# Passage extrait
------------------------------------------------
Je ne juge personne. J'essaie de regarder les gens avec tendresse et respect. Mais ce tempérament ne m'empêche pas de filmer aussi la contradiction qu’il peut y avoir chez mes personnages. Par exemple, le pasteur veut lutter contre la violence mais il est lui-même violent et on le voit lutter contre sa violence intérieure. C’est un pasteur mais c’est aussi un homme. J'aime la contradiction chez un personnage de cinéma. Ça me le rend émouvant. Mon héros aimerait se reconnaître dans ce que lui racontent le pasteur, le diacre ou son jeune cousin chrétien, mais il se rend compte avec désespoir qu’il n'a pas accès à ce monde. Cette langue ne fait pas sens pour lui. D'où la crise qu'il traverse dans le film. Quant à la réplique dont tu parles, elle est à contextualiser : l'amie de Sonia force le trait en employant le mot « secte ». En bonne copine, elle veut provoquer Jimmy, ce garçon qui fait souffrir son amie par ses états d’âme, ses revirements, ses contradictions précisément.  


L'utilisation de la musique donne un cachet onirique comme si elle arrêtait le film pour nous laisser à la pure contemplation. Je pense à la scène du baptême. Comment as-tu travaillé avec Rob ?

Onirique ? Oui, peut-être. Je dirais plutôt lyrique… Je connaissais Rob depuis quelques temps. J’avais aimé ses deux premiers albums et lorsque je me suis mis à chercher quelqu’un pour la musique de mon film, Rob se lançait dans Le Dodécalogue. C’était une aventure musicale qui consistait à sortir chaque mois, et ce pendant un an, un maxi inspiré des Evangiles. C’était un projet immense dans lequel Rob revisitait avec son propre style, pop et électronique, certains textes sacrés. Pour Jimmy Rivière, il était important qu’une musique over existe à côté des cantiques et qu’elle dessine l’espace intérieur du personnage. Je voulais que la musique creuse un espace dans lequel vit seul le personnage. Etrangement, nous avons très peu parlé de musique avec Rob. Nous avons parlé davantage de films, de récits, de sentiments. Nous nous sommes ainsi rappelé un amour commun pour Badlands de Terence Malick. Ensuite les choses se font pragmatiquement : Rob proposait des morceaux et on s’en parlait. Il m’a ainsi proposé très vite un thème pour Jimmy, le film et le personnage.
------------------------------------------------
# Extrait de données
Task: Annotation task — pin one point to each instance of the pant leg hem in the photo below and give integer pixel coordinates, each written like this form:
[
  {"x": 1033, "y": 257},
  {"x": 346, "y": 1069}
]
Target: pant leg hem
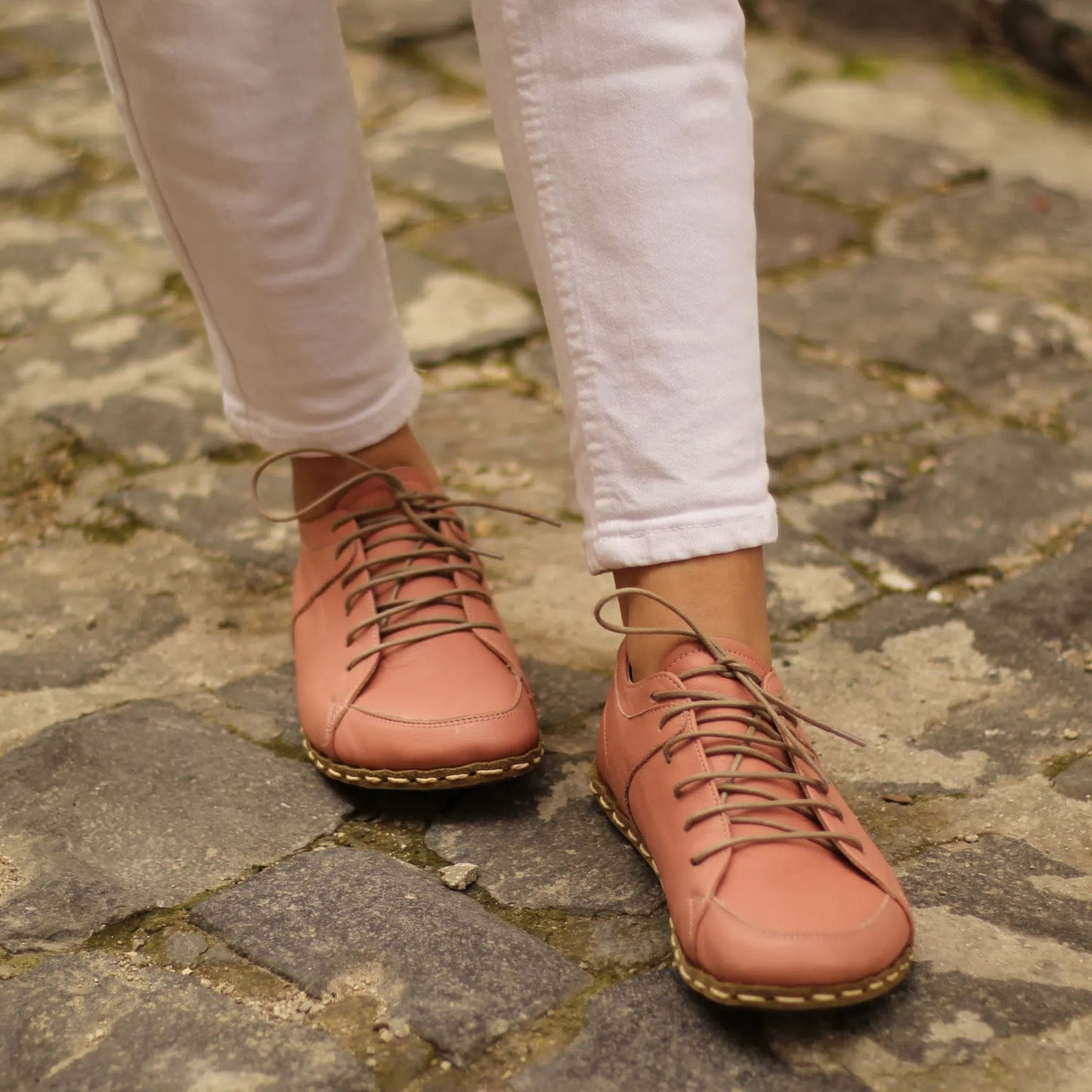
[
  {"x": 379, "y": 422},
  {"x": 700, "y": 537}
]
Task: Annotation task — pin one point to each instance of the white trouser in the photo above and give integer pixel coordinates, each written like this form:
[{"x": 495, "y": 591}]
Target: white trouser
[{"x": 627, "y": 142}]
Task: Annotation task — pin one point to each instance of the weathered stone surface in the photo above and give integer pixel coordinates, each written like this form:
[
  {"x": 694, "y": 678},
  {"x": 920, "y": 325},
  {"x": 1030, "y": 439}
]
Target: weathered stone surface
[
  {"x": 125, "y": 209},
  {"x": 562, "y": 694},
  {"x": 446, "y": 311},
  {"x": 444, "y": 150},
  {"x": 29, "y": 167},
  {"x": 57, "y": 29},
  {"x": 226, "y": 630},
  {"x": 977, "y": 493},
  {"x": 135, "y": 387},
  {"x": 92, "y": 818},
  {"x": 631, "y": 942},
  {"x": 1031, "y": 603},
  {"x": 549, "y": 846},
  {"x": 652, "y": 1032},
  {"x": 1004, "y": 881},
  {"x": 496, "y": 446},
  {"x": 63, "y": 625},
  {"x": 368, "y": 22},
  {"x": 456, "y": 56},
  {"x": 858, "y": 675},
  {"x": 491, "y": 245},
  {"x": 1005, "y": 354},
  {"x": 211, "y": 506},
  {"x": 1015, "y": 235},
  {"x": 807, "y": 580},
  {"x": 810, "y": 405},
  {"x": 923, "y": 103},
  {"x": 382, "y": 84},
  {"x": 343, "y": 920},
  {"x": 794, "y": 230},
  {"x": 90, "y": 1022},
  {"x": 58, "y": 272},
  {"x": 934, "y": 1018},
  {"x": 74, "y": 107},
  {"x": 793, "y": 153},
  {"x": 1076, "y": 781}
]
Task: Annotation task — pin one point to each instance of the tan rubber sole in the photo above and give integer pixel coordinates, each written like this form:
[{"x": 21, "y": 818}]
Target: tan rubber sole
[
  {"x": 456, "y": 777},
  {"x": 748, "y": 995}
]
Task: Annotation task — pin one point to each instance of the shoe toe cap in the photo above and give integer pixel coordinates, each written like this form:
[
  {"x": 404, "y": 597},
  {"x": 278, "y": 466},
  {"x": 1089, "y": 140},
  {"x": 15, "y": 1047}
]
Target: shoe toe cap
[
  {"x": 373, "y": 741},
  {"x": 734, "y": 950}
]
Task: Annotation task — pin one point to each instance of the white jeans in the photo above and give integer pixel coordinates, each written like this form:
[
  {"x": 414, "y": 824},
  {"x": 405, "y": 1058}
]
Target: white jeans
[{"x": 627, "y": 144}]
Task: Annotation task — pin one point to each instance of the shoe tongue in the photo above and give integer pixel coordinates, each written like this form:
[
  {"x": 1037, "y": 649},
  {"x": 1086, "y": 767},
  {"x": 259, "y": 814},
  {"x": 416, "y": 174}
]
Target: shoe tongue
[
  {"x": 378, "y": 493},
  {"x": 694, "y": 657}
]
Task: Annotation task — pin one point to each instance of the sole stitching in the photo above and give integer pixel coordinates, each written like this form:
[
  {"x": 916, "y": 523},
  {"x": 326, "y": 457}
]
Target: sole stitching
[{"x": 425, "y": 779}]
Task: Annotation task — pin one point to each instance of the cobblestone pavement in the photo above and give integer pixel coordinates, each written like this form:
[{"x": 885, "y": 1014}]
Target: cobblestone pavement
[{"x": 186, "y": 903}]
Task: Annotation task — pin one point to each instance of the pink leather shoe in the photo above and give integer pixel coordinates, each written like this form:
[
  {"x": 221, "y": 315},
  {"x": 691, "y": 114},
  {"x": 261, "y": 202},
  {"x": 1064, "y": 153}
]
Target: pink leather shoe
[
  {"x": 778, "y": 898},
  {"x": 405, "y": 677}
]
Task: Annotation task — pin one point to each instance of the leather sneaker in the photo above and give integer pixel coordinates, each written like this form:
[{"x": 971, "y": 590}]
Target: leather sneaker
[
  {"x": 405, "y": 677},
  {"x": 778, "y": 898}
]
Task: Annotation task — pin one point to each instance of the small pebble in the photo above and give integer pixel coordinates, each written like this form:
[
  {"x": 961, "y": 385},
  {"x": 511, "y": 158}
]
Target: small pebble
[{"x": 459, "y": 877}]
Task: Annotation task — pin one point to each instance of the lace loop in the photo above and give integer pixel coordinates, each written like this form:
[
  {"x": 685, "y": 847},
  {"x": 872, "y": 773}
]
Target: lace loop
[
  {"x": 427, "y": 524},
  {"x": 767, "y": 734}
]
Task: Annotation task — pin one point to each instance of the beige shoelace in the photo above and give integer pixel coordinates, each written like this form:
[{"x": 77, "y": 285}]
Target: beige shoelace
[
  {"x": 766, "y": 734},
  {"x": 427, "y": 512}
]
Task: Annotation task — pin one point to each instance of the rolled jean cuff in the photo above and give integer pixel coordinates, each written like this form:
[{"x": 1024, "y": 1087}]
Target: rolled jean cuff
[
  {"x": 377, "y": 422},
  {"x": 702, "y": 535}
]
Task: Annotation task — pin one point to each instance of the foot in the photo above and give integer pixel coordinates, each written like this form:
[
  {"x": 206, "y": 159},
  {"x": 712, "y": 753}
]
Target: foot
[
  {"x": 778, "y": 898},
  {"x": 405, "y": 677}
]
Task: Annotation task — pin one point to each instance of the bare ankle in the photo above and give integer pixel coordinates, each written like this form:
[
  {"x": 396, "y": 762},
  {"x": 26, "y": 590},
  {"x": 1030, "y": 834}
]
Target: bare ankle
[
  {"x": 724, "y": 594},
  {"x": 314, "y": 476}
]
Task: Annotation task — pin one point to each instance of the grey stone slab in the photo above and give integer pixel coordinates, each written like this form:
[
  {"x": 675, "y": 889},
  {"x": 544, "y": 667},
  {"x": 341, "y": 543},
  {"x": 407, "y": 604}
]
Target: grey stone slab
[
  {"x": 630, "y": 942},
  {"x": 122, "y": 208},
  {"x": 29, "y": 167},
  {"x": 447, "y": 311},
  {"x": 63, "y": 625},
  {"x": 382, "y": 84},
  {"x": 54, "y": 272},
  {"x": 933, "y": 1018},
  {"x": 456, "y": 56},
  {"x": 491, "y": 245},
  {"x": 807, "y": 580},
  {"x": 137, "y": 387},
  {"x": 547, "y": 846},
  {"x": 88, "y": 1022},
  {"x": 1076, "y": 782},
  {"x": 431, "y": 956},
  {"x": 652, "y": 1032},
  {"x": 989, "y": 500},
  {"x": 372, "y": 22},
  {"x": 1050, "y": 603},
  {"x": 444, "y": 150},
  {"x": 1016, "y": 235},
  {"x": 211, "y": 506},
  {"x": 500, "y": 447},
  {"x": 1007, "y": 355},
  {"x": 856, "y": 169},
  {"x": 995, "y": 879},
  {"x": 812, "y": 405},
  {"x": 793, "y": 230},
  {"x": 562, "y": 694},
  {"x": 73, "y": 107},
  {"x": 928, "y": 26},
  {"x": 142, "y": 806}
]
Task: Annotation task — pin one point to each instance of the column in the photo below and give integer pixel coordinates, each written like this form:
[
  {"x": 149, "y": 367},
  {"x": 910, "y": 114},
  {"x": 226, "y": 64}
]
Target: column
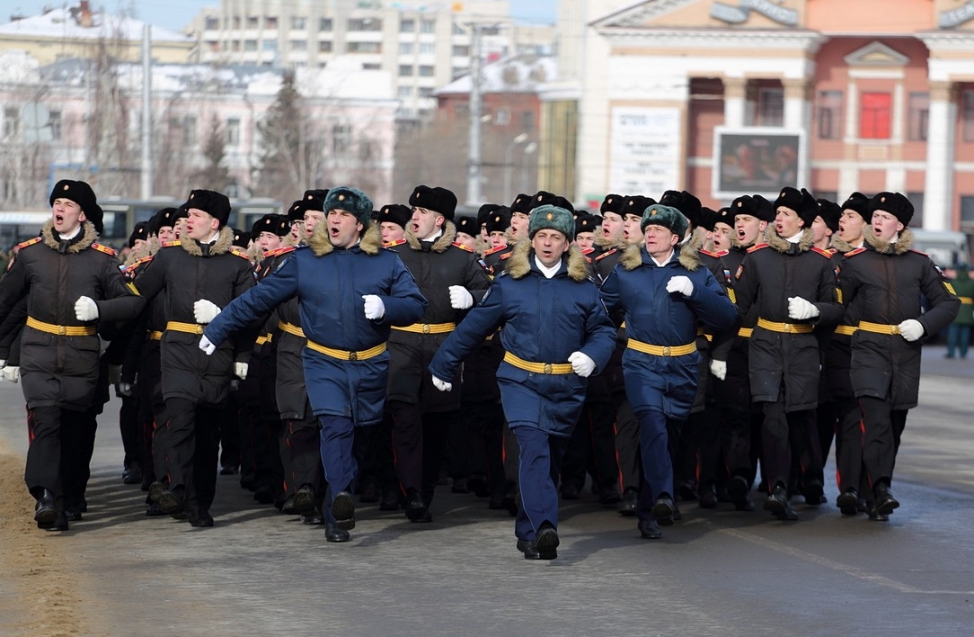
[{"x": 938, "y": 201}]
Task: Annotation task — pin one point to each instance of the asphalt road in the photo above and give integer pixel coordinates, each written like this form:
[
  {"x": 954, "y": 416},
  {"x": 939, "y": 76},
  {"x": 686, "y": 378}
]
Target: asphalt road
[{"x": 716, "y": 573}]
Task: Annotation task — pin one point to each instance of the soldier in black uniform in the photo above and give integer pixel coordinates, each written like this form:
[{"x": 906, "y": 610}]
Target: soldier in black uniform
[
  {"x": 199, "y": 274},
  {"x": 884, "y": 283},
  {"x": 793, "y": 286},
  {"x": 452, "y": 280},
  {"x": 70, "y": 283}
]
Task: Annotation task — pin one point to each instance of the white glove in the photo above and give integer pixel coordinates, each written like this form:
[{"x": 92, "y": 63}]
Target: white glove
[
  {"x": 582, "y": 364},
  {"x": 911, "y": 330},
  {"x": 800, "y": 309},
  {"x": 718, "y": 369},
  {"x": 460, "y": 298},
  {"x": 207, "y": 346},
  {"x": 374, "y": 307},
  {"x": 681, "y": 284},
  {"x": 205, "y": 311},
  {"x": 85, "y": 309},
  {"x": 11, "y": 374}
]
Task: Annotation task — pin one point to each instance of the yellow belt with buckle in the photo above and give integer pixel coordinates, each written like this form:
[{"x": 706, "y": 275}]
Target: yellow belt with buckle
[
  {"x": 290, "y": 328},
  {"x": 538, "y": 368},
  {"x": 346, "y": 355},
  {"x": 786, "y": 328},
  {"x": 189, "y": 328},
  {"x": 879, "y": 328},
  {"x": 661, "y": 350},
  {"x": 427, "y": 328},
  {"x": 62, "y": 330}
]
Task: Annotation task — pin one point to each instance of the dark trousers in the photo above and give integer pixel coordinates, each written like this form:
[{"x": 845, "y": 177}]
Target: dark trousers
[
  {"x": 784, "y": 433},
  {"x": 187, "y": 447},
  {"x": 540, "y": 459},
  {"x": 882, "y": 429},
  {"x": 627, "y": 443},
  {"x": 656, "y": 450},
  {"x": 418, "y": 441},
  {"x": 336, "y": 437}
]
------------------------------------------------
# Consignes de travail
(a) Dans le passage extrait, quel film de Terence Malick est évoqué comme un amour commun partagé avec Rob ?
(b) Recopiez, dans le passage extrait, la partie qui commence par les mots « L'utilisation de la » et se termine par « travaillé avec Rob ? ».
Les items proviennent d'une autre source.

# Réponses ci-dessous
(a) Badlands.

(b)
L'utilisation de la musique donne un cachet onirique comme si elle arrêtait le film pour nous laisser à la pure contemplation. Je pense à la scène du baptême. Comment as-tu travaillé avec Rob ?